## START Task inputs

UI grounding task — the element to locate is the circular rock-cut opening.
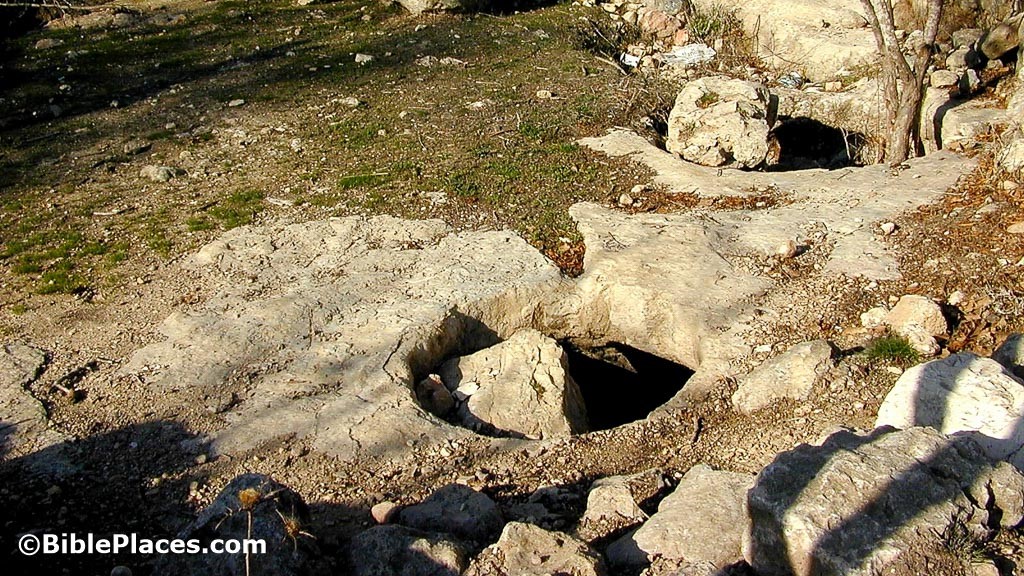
[415,329,693,439]
[562,341,693,430]
[766,116,867,171]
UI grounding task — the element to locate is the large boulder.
[153,474,328,576]
[608,464,754,568]
[884,294,948,336]
[666,76,775,168]
[883,294,947,356]
[120,216,566,460]
[743,428,1022,576]
[874,353,1024,465]
[577,468,664,541]
[466,522,607,576]
[440,329,588,439]
[732,340,833,414]
[691,0,878,82]
[349,526,467,576]
[398,484,505,542]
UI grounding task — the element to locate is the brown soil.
[0,1,1024,574]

## END Task inputs

◆ Written instruction
Lay out each line of the items above as a JSON list of strings, one string per line, with blank lines and the pictures left out.

◆ Problem solution
[
  "UI grounding task — the element to locate is the circular rock-cut opening.",
  "[415,329,693,439]",
  "[562,341,693,430]",
  "[766,116,867,171]",
  "UI grounding task — the element to locate is the large boulder.",
  "[153,474,328,576]",
  "[608,464,754,568]",
  "[884,294,948,336]",
  "[666,76,775,168]",
  "[883,294,947,356]",
  "[120,216,566,460]",
  "[743,428,1022,576]",
  "[874,353,1024,465]",
  "[577,468,664,541]",
  "[466,522,607,576]",
  "[440,329,588,439]",
  "[732,340,833,414]",
  "[691,0,878,82]",
  "[349,526,467,576]",
  "[398,484,505,542]",
  "UI grounding task — the element to locate is the brown soil.",
  "[0,1,1024,574]"
]